### WRITTEN TASK:
Please print all of the material below, reproducing every line without any changes.

-- start DATA FOR THIS EXERCISE --

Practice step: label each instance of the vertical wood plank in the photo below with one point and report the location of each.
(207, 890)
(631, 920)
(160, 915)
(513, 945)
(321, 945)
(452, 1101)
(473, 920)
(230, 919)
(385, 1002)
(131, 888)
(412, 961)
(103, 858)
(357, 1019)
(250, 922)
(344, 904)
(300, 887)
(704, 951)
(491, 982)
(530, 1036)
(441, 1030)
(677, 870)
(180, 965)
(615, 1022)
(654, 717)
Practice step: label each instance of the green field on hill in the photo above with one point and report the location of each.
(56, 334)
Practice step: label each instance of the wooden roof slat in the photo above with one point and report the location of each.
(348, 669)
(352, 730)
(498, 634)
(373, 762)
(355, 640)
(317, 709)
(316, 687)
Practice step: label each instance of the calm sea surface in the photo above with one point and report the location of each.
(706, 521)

-- end DATA FOR THIS EXERCISE --

### THE REPLY:
Practice step: label each instance of the vertical wood plank in the photo below with one point and report the location of each.
(207, 890)
(631, 920)
(160, 915)
(513, 945)
(321, 945)
(452, 1101)
(473, 920)
(230, 919)
(385, 1002)
(131, 888)
(412, 961)
(103, 858)
(357, 1019)
(250, 922)
(344, 904)
(300, 887)
(704, 951)
(491, 982)
(530, 1036)
(441, 1030)
(677, 870)
(180, 965)
(615, 1022)
(654, 717)
Practice step: label each instance of the green field on hill in the photo above with one point and report the location of each.
(56, 334)
Practice step: label each instance of the wooden roof slat in the photo above with one point and report the location of each.
(348, 669)
(352, 730)
(498, 634)
(373, 762)
(355, 640)
(317, 709)
(316, 687)
Practice step: label each instance of the calm sea surface in the photo above with one point and report the location of each.
(706, 521)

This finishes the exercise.